Exercise:
Below are the entries to work from; restate word for word the portion that opens with the line containing "point: one pixel per instance, each like <point>7,150</point>." and closes with the line containing "point: one pixel per instance, each like <point>252,122</point>.", keeping both.
++++++++
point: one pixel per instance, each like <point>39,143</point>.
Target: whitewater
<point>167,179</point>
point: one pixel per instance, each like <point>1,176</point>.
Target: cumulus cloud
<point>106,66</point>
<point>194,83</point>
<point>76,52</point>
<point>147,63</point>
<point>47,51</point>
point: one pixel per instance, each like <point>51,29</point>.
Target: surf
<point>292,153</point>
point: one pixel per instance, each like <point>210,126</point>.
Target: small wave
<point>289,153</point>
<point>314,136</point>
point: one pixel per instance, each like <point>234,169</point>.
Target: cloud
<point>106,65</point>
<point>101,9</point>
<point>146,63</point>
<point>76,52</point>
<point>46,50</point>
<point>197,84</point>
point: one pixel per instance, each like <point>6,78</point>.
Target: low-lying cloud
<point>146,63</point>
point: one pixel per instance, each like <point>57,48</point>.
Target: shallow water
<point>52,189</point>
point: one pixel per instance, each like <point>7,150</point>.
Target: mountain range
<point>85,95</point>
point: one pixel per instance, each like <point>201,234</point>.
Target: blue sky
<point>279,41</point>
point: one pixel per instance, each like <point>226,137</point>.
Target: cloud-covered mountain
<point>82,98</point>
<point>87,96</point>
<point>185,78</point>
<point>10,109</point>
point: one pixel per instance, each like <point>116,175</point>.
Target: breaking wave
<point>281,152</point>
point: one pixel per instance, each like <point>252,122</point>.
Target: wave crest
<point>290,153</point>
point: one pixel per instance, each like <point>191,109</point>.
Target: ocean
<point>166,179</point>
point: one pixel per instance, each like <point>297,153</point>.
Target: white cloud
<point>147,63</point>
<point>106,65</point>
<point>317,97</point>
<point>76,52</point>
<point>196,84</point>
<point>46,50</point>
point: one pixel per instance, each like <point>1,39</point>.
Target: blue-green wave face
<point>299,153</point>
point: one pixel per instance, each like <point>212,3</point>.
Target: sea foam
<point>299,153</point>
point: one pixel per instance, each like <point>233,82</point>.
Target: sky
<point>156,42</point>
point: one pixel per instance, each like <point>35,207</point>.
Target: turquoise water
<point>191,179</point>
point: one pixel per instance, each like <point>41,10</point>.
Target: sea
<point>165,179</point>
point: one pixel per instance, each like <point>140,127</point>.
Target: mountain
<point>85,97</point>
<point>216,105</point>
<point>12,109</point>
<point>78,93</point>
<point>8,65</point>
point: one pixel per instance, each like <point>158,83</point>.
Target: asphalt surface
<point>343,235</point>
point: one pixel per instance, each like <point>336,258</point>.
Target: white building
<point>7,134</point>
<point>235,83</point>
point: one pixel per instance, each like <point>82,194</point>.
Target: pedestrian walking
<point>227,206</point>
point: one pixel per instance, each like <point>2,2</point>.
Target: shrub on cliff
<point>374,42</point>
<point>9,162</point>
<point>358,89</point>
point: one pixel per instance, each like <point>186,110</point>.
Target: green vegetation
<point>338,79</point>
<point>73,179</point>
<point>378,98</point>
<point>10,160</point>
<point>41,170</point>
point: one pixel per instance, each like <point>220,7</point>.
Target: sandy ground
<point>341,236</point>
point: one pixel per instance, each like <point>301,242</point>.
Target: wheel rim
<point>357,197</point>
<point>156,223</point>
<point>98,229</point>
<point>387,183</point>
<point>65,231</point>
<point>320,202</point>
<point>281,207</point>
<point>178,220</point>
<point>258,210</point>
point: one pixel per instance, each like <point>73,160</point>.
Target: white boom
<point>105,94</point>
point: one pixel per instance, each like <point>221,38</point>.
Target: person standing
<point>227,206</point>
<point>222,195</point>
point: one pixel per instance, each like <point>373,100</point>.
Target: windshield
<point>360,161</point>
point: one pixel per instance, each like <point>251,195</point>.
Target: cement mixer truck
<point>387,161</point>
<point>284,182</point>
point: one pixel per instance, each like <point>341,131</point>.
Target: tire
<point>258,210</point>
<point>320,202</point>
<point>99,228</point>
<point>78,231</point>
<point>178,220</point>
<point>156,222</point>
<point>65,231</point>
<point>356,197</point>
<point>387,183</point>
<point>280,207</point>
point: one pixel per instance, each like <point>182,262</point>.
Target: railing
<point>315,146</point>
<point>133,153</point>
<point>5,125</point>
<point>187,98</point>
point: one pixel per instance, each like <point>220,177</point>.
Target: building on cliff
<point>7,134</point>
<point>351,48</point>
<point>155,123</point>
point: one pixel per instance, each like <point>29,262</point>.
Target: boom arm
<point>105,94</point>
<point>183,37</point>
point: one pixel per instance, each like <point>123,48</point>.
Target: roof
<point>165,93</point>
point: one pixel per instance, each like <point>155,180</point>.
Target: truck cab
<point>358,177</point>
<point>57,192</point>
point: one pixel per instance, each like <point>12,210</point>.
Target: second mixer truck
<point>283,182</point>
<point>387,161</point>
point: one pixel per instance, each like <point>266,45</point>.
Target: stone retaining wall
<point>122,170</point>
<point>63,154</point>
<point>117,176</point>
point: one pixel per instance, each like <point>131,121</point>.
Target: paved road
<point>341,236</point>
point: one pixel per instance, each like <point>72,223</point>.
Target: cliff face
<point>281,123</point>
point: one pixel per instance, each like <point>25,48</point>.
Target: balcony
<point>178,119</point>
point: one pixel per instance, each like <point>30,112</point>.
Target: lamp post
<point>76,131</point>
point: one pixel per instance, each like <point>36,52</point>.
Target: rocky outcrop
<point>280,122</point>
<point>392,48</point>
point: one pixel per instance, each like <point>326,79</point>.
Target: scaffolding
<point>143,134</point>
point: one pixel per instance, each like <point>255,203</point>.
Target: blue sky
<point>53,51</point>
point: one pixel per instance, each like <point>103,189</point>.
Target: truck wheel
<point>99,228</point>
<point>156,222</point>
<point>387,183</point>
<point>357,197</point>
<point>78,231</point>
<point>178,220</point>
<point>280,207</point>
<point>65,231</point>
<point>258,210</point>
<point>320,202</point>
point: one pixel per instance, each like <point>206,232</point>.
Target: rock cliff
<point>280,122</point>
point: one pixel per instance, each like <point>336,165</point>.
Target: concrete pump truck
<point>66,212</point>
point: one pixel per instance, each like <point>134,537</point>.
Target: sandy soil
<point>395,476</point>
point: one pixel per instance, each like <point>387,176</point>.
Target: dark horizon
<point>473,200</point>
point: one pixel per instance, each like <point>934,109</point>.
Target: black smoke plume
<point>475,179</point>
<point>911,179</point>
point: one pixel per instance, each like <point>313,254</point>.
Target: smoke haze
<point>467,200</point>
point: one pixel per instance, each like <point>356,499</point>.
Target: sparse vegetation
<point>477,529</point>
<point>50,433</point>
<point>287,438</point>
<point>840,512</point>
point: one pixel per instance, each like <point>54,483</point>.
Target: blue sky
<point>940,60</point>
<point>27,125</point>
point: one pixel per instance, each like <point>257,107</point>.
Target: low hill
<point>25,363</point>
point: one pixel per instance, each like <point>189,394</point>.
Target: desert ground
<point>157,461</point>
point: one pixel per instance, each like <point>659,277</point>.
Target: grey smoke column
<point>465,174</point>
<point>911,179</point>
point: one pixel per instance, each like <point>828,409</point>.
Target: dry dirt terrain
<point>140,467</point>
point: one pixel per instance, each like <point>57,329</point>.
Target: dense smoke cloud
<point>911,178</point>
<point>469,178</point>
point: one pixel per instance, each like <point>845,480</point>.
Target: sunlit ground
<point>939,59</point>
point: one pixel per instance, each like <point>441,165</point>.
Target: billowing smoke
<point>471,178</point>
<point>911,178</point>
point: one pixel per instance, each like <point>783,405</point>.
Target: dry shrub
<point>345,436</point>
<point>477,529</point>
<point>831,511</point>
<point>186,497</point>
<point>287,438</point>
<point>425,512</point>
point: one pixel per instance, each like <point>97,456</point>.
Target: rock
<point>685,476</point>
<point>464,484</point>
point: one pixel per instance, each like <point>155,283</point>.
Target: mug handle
++++++++
Expected answer:
point: one pixel per instance, each like <point>7,150</point>.
Target: mountain range
<point>85,95</point>
point: one pixel per instance, each like <point>201,234</point>.
Target: blue sky
<point>279,41</point>
point: one pixel per instance, each like <point>226,137</point>.
Target: cloud-covered mountain
<point>82,98</point>
<point>87,96</point>
<point>185,78</point>
<point>10,109</point>
point: one pixel per instance, each like <point>116,175</point>.
Target: breaking wave
<point>281,152</point>
point: one pixel per instance, each like <point>252,122</point>.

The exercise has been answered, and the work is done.